Phrase grounding data:
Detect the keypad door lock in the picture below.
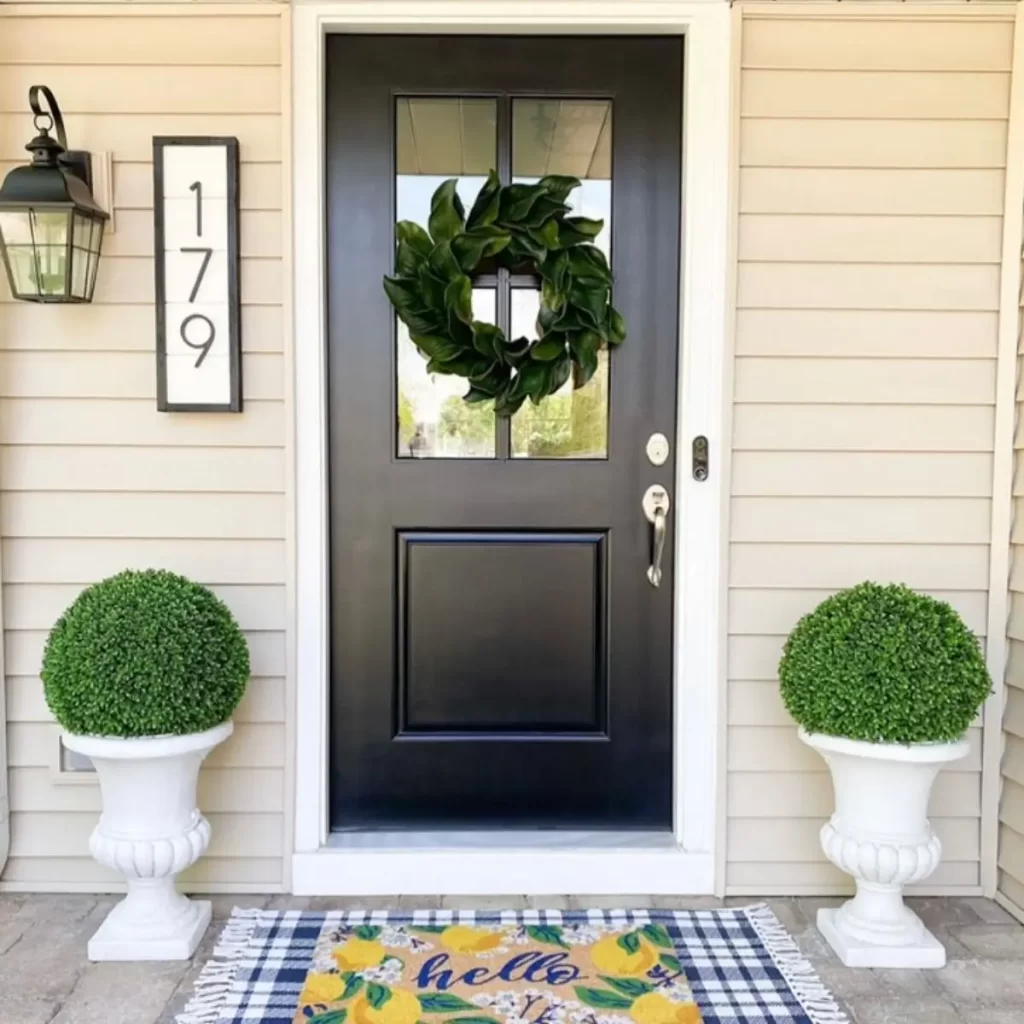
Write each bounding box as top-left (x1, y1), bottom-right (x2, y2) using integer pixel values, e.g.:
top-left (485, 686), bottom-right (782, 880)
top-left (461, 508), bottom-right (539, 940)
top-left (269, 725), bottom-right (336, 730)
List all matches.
top-left (692, 435), bottom-right (709, 482)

**Description of the task:** The job here is to retype the data exactly, with no pictures included.

**Task output:**
Detect the keypad door lock in the picture below.
Write each bounding box as top-left (x1, y1), bottom-right (x2, y2) using integer pixel values, e.g.:
top-left (485, 686), bottom-right (782, 880)
top-left (461, 508), bottom-right (539, 940)
top-left (269, 725), bottom-right (336, 730)
List all matches.
top-left (692, 435), bottom-right (709, 482)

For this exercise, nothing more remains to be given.